▶ **Exercise requirements**
Can you copy out, word for word, everything in the passage on fiber from "Fiber is an" down to "topics about fiber."?

▶ **Excerpted text**
____
Fiber. If you're reading this, then you're probably wondering, what exactly is fiber, and how do people know if they are getting enough of it into their diet?


Fiber is an impactful nutrient found in fruits, vegetables, and grains. It plays an important role in digestion and overall health, but many Americans often fall short of Adequate Intake of fiber in their diet which can lead to negative health effects, chronic diseases, and colon cancer. Driven to help protect against heart disease, the Dietary Guidelines recommends 14 grams of fiber per 1,000 kcalories of energy (food) intake, but usually individuals consume less than 15 grams of fiber daily. Why, do you think that is? Fiber can be confusing for some individuals, so let’s go over a few key topics about fiber.


The Adequate Intake (AI) for Fiber Listed Below:



Types of Fiber

There are several food sources of fiber. Most of fiber is easily passed through the body without being digested. This helps to promote peristalsis in digestion and aids to improve bowel movement functionalities, including softer bulk and regularity. Many people reference dietary fibers by their solubility factors. Soluble fibers include foods such as fruits, oats, beans, and peas. Insoluble fibers include grains such as, wheat and rye. However, health benefits are further linked by the fiber’s viscosity and fermentation properties. A good example of this are oats, a beta-glucan fiber that is low-fat, water-soluble, fermentable and viscous due to its gel-forming properties, which helps to transport LDL cholesterol (“bad cholesterol”) out of the body through bile synthesis. For this reason, eating oatmeal every day can be a great option to help lower LDL cholesterol and refrain individuals from having to take statins (cholesterol lowering medication).
____
▶ **Given records**

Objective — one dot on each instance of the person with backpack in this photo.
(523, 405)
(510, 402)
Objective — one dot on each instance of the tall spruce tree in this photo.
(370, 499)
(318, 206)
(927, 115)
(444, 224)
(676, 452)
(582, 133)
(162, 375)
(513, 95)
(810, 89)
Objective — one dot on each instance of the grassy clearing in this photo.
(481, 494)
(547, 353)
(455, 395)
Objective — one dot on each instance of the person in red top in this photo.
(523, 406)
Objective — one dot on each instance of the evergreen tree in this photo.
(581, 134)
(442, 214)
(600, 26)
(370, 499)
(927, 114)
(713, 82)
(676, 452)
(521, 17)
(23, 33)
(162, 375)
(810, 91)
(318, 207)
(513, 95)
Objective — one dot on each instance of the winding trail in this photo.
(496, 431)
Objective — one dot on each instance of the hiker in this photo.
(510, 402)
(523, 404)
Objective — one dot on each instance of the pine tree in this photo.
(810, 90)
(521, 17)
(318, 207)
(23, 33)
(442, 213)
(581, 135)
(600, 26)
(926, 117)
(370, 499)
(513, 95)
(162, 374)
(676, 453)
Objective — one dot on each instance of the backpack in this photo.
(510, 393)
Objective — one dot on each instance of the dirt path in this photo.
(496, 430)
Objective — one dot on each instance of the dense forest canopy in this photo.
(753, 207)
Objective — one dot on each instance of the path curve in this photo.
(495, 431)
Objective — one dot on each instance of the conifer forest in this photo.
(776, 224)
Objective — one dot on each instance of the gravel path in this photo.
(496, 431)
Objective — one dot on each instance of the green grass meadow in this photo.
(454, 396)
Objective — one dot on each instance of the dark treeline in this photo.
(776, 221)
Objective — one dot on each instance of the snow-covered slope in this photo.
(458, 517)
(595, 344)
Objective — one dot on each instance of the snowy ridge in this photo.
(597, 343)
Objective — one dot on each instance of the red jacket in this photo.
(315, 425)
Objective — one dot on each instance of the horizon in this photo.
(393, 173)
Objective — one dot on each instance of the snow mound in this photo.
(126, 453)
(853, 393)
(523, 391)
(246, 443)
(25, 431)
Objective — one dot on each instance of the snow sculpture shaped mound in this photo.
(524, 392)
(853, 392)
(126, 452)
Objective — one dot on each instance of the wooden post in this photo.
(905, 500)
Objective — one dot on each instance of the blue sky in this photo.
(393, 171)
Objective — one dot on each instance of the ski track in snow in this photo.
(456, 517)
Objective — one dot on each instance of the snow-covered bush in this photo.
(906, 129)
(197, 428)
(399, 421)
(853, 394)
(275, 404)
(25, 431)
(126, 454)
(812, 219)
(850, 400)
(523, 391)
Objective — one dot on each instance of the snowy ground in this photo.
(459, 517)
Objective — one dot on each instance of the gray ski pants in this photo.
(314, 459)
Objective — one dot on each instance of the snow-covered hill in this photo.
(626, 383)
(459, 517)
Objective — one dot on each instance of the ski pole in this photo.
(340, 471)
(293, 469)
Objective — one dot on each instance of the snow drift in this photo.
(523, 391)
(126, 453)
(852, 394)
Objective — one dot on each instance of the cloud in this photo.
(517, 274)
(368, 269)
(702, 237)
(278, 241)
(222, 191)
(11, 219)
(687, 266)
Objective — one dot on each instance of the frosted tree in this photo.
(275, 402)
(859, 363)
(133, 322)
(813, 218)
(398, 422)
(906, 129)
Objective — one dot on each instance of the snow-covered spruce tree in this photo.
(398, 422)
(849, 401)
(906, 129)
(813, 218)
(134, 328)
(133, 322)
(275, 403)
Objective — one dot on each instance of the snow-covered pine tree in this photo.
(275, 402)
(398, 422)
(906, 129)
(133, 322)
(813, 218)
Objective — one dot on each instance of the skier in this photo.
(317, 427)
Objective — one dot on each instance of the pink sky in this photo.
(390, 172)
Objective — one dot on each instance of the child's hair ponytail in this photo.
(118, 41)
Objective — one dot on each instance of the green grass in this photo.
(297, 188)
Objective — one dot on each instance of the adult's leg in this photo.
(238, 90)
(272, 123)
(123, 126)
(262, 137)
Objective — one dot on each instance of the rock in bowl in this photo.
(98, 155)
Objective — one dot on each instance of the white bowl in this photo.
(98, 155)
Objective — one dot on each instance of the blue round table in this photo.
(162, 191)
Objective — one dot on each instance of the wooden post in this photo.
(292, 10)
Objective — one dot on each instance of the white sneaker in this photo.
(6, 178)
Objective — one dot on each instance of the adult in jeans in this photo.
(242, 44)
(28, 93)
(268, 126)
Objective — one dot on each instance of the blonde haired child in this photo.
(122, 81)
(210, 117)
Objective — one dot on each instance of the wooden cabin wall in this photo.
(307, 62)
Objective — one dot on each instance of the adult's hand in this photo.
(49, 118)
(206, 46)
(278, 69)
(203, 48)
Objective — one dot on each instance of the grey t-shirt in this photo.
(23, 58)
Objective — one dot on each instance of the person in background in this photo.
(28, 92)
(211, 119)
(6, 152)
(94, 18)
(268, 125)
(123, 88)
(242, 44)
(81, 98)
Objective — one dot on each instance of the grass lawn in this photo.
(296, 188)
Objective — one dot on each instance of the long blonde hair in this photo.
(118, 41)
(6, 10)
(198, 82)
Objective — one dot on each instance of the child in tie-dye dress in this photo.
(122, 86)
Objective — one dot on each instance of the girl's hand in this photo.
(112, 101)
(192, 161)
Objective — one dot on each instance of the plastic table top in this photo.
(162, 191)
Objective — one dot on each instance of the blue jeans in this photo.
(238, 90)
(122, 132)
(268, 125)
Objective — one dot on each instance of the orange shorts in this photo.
____
▶ **Solution to the exercise**
Fiber is an impactful nutrient found in fruits, vegetables, and grains. It plays an important role in digestion and overall health, but many Americans often fall short of Adequate Intake of fiber in their diet which can lead to negative health effects, chronic diseases, and colon cancer. Driven to help protect against heart disease, the Dietary Guidelines recommends 14 grams of fiber per 1,000 kcalories of energy (food) intake, but usually individuals consume less than 15 grams of fiber daily. Why, do you think that is? Fiber can be confusing for some individuals, so let’s go over a few key topics about fiber.